TASK OBJECTIVE =
Convert the rows below into a two-column CSV with the headers "prompt" and "answer", one line per row. Quote each field and replace line breaks with spaces.
## BEGIN ITEMS
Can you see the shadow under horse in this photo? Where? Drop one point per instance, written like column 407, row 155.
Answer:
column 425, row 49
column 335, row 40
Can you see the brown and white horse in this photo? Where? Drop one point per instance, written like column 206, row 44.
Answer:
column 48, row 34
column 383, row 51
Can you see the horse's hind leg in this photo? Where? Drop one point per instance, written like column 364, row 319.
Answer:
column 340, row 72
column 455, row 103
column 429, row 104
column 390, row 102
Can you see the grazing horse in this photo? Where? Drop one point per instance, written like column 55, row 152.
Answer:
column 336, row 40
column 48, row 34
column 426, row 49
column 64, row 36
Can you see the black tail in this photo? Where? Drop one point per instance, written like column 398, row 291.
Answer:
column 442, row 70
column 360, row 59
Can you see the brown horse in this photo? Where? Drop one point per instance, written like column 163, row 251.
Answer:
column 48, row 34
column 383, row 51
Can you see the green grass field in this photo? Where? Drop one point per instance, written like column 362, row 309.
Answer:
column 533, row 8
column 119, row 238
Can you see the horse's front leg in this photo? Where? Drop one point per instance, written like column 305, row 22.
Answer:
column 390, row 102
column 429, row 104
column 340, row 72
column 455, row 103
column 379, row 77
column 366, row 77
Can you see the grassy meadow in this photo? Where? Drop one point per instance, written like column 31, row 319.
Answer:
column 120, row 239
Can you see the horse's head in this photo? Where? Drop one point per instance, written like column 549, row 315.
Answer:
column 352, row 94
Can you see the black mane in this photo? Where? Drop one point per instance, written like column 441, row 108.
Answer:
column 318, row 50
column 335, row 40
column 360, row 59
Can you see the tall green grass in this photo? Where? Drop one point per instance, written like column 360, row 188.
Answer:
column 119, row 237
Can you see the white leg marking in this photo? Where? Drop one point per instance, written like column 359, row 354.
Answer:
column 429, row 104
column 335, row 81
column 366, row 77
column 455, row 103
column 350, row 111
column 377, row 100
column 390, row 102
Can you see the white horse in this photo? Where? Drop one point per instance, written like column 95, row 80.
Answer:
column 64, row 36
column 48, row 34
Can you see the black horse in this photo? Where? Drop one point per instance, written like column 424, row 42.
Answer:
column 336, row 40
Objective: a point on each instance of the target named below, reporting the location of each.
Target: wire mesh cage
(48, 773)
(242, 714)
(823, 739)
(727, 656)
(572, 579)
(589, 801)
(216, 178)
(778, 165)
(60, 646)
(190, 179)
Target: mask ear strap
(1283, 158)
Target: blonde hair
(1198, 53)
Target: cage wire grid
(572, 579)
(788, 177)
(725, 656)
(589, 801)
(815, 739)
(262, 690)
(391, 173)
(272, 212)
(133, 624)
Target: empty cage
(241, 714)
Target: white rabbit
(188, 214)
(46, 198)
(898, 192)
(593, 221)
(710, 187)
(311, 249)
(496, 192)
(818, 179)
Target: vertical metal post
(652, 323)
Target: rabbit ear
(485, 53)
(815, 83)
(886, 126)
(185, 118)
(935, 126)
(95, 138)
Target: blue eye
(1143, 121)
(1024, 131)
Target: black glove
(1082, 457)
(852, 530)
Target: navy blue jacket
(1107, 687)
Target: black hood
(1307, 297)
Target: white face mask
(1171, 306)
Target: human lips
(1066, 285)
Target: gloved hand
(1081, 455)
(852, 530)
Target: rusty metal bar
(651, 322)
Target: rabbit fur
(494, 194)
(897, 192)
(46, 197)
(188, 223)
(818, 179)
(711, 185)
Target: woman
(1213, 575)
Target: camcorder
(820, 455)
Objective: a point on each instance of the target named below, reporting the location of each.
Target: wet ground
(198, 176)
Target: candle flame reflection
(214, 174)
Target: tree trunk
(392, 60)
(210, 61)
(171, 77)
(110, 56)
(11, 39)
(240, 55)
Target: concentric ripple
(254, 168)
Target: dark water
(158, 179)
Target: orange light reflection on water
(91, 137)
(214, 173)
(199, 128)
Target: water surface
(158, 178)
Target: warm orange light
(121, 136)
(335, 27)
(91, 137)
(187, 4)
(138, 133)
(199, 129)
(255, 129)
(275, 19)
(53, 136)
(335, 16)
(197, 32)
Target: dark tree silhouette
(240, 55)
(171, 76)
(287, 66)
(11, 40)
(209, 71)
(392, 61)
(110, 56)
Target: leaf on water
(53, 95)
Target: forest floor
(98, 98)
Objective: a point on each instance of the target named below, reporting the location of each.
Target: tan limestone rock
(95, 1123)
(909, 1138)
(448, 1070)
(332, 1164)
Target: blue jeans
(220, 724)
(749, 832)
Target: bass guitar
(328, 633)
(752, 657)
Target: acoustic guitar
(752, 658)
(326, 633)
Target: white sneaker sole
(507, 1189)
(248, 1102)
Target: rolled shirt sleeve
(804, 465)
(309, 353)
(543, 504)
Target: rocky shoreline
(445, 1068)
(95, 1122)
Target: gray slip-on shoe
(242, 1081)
## END ITEMS
TASK OUTPUT =
prompt,answer
"Can you see the shadow under horse in this photo? Where? Drop one point per instance, written like column 407, row 155. Answer:","column 425, row 49 column 335, row 40"
"Can you see the brown and white horse in this photo? Where? Drop one point per instance, written like column 206, row 44. Answer:","column 48, row 34 column 383, row 51"
"Can you see the horse's hind leg in this photo? Where? Drop one point per instance, written like column 364, row 319. Answer:","column 340, row 72 column 455, row 103 column 429, row 104 column 390, row 102"
"Can you see the grazing horse in this photo? Where? Drop one point per instance, written like column 55, row 152. Answer:","column 336, row 40 column 48, row 34 column 426, row 49 column 64, row 36"
"Can you see the black tail in this photo? Where? Drop one point per instance, written like column 398, row 291. Answer:","column 442, row 70 column 360, row 59"
"Can you see the brown horse in this photo? Where? Drop one point per instance, written like column 163, row 251. Answer:","column 48, row 34 column 383, row 51"
"Can you see the green grass field in this photo? Where? Drop one point per instance, written like column 362, row 309. Answer:","column 533, row 8 column 119, row 238"
"Can you see the horse's front leg in this photo? Where? Drop one point per instance, written like column 305, row 22. Answer:","column 390, row 102 column 429, row 104 column 340, row 72 column 455, row 103 column 379, row 77 column 366, row 77"
"Can you see the grassy meadow in this photo? Where? Drop one point per instance, written like column 31, row 319. Answer:","column 120, row 239"
"Can you see the horse's head in this photo? Where? Drop one point per instance, written like column 549, row 315. Answer:","column 352, row 94"
"Can you see the black mane in this photo? Where? Drop one point per instance, written like column 441, row 108. Answer:","column 318, row 50 column 335, row 40 column 360, row 59"
"Can you see the tall green grass in this photo? Where? Drop one point per instance, written like column 360, row 188. Answer:","column 119, row 237"
"Can you see the white leg marking in this photo? Where? Drop one point per instance, written like column 359, row 354. Answer:","column 429, row 104 column 335, row 81 column 366, row 77 column 455, row 103 column 350, row 111 column 377, row 100 column 390, row 102"
"Can you see the white horse in this photo? Where? Drop one point per instance, written like column 95, row 80. Answer:","column 64, row 36 column 48, row 34"
"Can you see the black horse in this photo? Where? Drop one point per instance, written like column 424, row 42. Answer:","column 336, row 40"
"Objective: a point on each instance of the target named below, reporting the location of each. Target: wire mesh cage","(48, 773) (242, 714) (823, 739) (727, 656) (572, 579) (589, 801) (216, 178) (778, 165) (60, 646) (190, 179)"
"Target: mask ear strap","(1283, 158)"
"Target: blonde hair","(1198, 53)"
"Target: cage wire grid","(572, 579) (788, 177) (725, 656) (589, 801) (815, 739) (262, 690) (391, 173) (272, 212) (133, 624)"
"Target: empty cage","(241, 714)"
"Target: white rabbit","(188, 214) (46, 198) (898, 192) (593, 221) (710, 187) (311, 249) (496, 192) (818, 179)"
"Target: vertical metal post","(652, 323)"
"Target: rabbit ear","(485, 53) (815, 83) (886, 126) (185, 118) (935, 126) (95, 138)"
"Target: blue eye","(1143, 121) (1024, 131)"
"Target: black glove","(1082, 457) (852, 530)"
"Target: navy blue jacket","(1107, 687)"
"Target: black hood","(1307, 297)"
"Target: white face mask","(1171, 306)"
"Target: human lips","(1066, 285)"
"Target: gloved hand","(1081, 455) (852, 530)"
"Target: rusty metal bar","(651, 322)"
"Target: rabbit fur","(494, 194) (897, 192) (46, 197) (188, 223) (818, 179) (711, 185)"
"Target: woman","(1213, 575)"
"Target: camcorder","(820, 455)"
"Objective: a point on each instance of the target named below, reporting the location of each. Target: wet ground","(198, 176)"
"Target: candle flame reflection","(214, 174)"
"Target: tree trunk","(392, 60) (210, 61) (171, 77) (110, 56) (11, 39) (240, 55)"
"Target: concentric ripple","(254, 168)"
"Target: dark water","(158, 179)"
"Target: orange light reflection on water","(91, 137) (214, 173) (199, 128)"
"Target: water surface","(158, 178)"
"Target: warm orange light","(121, 136) (335, 27) (91, 137) (187, 4) (138, 133) (199, 129) (255, 129) (275, 19) (53, 136) (335, 16) (197, 32)"
"Target: dark tree silhouette","(240, 55) (171, 76) (287, 66) (11, 40) (209, 71) (392, 61) (110, 56)"
"Target: leaf on water","(53, 95)"
"Target: forest floor","(98, 98)"
"Objective: a point on each instance of the target named below, reporting the location of each. Target: tan limestone rock","(95, 1123) (909, 1138) (448, 1070) (332, 1164)"
"Target: blue jeans","(220, 724) (749, 832)"
"Target: bass guitar","(328, 633) (752, 657)"
"Target: acoustic guitar","(752, 658) (326, 633)"
"Target: white sneaker sole","(507, 1189) (248, 1102)"
"Target: rolled shirt sleeve","(804, 465) (309, 353) (543, 504)"
"Target: rocky shoreline","(445, 1068) (95, 1122)"
"Target: gray slip-on shoe","(242, 1081)"